→ Text excerpt
All functional dependencies have superkey determinants.
  • Superkey: key and maybe more.
  • Functional dependency: strict relationship between attributes.
  • Determinant: "input(s)" for the functional dependency.

Relvars in BCNF are guaranteed to suffer from none of the anomalies we just described!

The Solution, Step 1

Start with a relvar whose heading has all attributes. Figure out the candidate key(s) and functional dependencies for this relvar.

CampaignID CName, COName, AgencyID, MaxBudget, MinBid
AgencyID AName, TakeRate
AudienceTargetID TAgeRng, TGenPref
CampaignID, AudienceTargetID AudienceBidModifier

The Solution, Step 2

Next, ask this question: are all determinants candidate keys? The answer is obviously no. Only the final determinant is.

Determinant Dependency
CampaignID CampaignName, CampaignOwnerName, AgencyID, MaximumDailyBudget, MinimumBid
AgencyID AgencyName, TakeRate
AudienceTargetID TargetAgeRange, TargetGenrePreference
CampaignID, AudienceTargetID AudienceBidModifier

Intermission: Heath's Theorem

Let's introduce Heath's theorem here:

Given a relvar R with components { X, Y, Z }, as well as functional dependency X --> Y, we can break R into two relvars, containing { X, Y } and { X, Z }, without loss.

The Solution, Step 3

If the answer to Step 2 was no, take a non-candidate key determinant and break it out into its own relvar, following Heath's theorem.

→ Data listing
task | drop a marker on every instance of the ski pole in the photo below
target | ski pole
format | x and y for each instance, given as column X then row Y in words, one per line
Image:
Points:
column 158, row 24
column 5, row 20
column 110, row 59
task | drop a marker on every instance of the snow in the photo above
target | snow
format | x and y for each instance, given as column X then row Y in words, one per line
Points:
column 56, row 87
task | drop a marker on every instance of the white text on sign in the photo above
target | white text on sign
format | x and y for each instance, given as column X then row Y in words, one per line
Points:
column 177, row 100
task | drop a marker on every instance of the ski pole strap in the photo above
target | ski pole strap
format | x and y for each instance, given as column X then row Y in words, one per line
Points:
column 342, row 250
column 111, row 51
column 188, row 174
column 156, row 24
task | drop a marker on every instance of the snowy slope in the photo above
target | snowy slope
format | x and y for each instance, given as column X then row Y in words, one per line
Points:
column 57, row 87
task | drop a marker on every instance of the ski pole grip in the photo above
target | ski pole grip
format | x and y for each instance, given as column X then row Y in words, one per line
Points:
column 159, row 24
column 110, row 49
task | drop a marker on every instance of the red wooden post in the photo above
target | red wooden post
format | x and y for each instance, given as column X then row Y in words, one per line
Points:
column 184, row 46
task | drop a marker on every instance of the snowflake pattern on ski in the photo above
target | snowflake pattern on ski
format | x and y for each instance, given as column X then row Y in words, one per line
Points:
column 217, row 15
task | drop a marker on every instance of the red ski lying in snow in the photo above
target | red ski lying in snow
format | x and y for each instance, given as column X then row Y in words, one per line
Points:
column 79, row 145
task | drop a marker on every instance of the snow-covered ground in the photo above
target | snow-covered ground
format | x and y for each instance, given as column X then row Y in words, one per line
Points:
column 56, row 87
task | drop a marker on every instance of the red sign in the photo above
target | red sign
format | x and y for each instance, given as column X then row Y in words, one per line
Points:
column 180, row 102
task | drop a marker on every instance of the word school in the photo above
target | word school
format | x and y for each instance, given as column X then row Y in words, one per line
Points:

→ Stated problem A
In the normalization excerpt, into which two relvars does Heath's theorem allow a relvar R with components { X, Y, Z } and functional dependency X --> Y to be broken?
→ Stated problem B
From the normalization excerpt, quote verbatim the part that opens with the words containing "Let's introduce Heath's" and closes with "following Heath's theorem.".

→ Answer A
Into two relvars containing { X, Y } and { X, Z }, without loss.

→ Answer B
Let's introduce Heath's theorem here:

Given a relvar R with components { X, Y, Z }, as well as functional dependency X --> Y, we can break R into two relvars, containing { X, Y } and { X, Z }, without loss.

The Solution, Step 3

If the answer to Step 2 was no, take a non-candidate key determinant and break it out into its own relvar, following Heath's theorem.